Required task — Can you put the listing, from its start up to and including the line with "[227,186,580,417]", into a two-column CSV headed input_text and box, with one row per answer paired with the text that precedes it, each value in a single quoted field and line breaks replaced by spaces?
******************************
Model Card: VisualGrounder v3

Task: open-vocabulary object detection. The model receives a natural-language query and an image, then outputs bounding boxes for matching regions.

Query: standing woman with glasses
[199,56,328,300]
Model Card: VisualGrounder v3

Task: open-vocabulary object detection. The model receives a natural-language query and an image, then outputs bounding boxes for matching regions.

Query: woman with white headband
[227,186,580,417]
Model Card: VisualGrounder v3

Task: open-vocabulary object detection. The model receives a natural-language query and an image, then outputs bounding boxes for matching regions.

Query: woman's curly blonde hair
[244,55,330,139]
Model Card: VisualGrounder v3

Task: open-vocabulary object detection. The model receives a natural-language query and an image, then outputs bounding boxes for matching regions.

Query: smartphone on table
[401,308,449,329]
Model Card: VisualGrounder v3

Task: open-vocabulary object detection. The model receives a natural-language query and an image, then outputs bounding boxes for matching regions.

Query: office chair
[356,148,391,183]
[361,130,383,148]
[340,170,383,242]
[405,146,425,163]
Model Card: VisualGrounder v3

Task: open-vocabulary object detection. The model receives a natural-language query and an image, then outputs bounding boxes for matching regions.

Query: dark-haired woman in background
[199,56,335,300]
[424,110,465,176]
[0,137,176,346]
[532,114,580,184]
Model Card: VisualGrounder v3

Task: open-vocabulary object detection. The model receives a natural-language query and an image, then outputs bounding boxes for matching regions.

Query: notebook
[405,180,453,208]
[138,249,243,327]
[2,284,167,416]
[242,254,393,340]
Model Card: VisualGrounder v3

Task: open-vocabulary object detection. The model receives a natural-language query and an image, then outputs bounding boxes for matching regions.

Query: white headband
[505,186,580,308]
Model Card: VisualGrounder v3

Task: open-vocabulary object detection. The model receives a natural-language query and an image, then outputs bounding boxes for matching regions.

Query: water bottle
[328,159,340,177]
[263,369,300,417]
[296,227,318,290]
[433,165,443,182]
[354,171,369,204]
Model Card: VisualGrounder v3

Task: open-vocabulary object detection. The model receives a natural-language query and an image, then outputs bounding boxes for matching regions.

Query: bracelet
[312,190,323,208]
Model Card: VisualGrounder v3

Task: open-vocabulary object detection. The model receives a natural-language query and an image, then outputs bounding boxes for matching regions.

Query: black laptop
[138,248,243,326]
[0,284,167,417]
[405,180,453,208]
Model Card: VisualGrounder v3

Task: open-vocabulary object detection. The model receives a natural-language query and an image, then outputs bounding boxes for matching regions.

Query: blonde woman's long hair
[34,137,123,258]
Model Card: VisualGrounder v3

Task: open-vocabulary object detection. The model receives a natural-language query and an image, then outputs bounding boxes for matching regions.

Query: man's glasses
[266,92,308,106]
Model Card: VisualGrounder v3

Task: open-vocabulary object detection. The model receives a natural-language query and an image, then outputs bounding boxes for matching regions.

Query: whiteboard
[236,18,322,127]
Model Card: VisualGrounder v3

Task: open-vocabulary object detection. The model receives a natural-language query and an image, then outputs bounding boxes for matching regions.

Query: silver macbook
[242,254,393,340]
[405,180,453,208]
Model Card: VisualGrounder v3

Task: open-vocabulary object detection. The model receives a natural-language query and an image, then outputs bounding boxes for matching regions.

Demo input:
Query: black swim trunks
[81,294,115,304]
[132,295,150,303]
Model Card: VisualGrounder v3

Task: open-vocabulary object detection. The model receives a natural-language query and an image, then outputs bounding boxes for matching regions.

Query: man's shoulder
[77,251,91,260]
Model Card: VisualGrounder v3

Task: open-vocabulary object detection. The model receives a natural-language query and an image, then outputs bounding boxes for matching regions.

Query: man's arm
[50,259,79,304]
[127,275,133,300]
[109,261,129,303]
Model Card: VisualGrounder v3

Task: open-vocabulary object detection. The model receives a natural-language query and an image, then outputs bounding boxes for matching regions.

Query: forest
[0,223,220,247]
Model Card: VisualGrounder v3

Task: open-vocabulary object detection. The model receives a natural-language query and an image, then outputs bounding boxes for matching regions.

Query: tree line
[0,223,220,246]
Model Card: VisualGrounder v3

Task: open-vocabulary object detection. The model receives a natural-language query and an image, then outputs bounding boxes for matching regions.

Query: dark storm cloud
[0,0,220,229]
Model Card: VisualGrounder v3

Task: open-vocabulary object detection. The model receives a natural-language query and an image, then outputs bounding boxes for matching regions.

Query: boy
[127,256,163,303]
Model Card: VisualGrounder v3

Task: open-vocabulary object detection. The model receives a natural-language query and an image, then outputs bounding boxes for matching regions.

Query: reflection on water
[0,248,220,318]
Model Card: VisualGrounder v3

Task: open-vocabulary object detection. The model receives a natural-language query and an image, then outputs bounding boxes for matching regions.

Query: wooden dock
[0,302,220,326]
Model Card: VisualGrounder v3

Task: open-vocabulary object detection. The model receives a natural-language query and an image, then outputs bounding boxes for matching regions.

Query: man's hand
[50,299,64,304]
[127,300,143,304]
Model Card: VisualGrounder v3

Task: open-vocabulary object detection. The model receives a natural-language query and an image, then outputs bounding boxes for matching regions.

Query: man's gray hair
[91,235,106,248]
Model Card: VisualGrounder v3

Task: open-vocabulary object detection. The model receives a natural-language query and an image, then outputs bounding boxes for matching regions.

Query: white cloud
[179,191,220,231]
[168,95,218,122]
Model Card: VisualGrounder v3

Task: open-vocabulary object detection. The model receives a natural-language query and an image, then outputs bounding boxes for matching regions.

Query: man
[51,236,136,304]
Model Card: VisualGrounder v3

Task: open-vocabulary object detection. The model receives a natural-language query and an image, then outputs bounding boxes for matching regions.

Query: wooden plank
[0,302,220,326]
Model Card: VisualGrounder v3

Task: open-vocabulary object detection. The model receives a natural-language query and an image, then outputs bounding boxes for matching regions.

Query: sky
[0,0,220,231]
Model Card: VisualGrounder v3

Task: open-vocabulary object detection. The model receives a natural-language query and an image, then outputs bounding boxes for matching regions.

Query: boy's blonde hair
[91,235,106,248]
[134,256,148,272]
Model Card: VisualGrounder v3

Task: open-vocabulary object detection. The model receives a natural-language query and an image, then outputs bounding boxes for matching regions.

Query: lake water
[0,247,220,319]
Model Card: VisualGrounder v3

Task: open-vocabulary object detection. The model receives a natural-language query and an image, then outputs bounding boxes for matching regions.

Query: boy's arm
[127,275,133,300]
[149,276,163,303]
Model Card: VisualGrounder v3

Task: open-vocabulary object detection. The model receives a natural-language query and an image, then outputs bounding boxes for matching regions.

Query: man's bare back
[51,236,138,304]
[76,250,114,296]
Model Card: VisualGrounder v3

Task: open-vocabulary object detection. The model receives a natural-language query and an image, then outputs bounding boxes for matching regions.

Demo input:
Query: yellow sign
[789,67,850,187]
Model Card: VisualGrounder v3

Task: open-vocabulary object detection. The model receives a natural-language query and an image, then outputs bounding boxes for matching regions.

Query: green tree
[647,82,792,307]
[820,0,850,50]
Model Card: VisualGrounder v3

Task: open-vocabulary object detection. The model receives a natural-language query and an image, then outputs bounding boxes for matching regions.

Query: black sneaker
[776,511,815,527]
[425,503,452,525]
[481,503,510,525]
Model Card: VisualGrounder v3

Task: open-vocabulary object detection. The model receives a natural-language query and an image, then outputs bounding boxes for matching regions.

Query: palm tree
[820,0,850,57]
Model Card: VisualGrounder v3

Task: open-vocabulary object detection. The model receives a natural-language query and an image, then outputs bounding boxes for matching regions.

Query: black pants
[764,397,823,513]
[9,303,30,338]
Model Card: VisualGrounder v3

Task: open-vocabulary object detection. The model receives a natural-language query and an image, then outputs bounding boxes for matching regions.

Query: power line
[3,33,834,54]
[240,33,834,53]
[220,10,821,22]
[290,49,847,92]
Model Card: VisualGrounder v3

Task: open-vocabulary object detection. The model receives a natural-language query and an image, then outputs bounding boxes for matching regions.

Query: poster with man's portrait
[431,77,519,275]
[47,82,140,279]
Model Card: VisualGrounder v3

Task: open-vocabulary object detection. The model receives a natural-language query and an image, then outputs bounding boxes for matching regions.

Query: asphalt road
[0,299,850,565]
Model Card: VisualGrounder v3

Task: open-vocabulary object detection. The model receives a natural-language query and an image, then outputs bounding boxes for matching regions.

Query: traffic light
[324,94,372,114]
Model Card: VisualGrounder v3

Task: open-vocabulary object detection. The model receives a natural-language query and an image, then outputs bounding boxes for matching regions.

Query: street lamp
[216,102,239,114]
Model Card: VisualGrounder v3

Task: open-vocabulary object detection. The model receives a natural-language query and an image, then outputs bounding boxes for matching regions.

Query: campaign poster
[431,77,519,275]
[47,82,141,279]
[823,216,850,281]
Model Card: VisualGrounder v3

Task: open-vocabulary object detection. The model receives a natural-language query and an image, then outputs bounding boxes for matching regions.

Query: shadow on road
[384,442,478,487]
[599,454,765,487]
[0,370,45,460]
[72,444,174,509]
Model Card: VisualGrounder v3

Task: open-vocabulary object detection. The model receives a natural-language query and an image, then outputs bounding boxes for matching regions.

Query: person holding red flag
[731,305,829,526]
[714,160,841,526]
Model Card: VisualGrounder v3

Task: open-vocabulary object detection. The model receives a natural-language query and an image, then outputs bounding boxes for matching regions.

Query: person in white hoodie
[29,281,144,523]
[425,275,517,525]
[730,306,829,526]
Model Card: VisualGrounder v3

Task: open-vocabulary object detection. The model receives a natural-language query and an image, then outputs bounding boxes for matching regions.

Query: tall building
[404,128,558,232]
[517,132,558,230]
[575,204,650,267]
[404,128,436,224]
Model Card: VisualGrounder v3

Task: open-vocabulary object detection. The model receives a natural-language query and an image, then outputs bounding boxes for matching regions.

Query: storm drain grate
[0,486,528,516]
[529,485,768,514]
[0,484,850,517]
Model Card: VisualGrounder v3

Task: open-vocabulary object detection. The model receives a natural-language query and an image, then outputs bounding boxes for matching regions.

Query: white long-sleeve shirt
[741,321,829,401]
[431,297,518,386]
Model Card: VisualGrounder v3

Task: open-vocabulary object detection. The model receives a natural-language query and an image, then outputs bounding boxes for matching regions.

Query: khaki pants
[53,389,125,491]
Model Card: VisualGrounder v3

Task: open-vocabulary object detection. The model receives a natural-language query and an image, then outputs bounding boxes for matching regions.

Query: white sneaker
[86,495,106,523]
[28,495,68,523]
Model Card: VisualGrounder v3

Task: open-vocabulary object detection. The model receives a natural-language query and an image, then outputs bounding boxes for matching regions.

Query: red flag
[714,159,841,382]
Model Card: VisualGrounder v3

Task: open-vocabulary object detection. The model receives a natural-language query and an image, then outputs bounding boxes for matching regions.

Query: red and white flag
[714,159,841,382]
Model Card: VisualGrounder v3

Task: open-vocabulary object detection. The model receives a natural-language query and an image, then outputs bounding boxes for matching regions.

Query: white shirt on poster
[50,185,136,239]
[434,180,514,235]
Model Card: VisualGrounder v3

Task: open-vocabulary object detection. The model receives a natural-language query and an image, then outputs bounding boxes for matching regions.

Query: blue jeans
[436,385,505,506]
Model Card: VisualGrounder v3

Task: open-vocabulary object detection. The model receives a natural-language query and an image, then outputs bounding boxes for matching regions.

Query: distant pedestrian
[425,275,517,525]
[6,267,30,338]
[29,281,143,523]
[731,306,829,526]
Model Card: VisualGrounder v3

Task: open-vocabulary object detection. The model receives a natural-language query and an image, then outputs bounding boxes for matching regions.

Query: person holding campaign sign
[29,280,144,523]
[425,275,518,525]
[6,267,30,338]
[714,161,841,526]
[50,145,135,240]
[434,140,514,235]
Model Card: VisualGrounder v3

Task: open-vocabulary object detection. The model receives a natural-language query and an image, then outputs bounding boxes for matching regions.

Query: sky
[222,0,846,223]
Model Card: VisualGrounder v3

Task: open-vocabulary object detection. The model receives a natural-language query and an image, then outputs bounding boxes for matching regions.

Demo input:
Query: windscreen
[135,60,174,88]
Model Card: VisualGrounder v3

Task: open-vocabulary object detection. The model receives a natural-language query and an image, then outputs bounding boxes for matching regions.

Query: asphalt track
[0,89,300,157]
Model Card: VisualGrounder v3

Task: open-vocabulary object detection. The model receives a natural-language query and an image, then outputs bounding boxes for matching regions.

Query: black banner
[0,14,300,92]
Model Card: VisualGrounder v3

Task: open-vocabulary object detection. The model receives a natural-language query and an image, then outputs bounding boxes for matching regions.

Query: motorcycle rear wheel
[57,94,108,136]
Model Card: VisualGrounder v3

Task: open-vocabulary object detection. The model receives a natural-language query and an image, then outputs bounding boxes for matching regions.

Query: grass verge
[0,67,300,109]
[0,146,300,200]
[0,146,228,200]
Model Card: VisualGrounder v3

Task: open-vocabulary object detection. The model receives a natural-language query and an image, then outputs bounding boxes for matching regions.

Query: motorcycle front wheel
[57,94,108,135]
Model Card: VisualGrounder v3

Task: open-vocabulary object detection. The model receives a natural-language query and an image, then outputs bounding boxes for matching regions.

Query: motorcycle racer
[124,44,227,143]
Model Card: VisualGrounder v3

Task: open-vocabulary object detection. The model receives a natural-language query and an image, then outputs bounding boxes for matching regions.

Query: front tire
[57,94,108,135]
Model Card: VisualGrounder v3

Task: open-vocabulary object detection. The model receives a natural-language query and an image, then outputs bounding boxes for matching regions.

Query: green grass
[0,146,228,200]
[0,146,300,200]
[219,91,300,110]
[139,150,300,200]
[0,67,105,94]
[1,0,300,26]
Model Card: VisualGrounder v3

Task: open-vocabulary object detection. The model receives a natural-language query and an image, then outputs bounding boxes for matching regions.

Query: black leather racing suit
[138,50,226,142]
******************************
Finished task —
input_text,box
"Model Card: VisualGrounder v3 Task: open-vocabulary object detection. The model receives a natural-language query and an image, then outputs bounding boxes for matching regions. Query: standing woman with glasses","[199,56,328,300]"
"Model Card: VisualGrounder v3 Task: open-vocabulary object detection. The model receives a natural-language query and an image, then outputs bounding boxes for matching regions. Query: woman with white headband","[227,186,580,417]"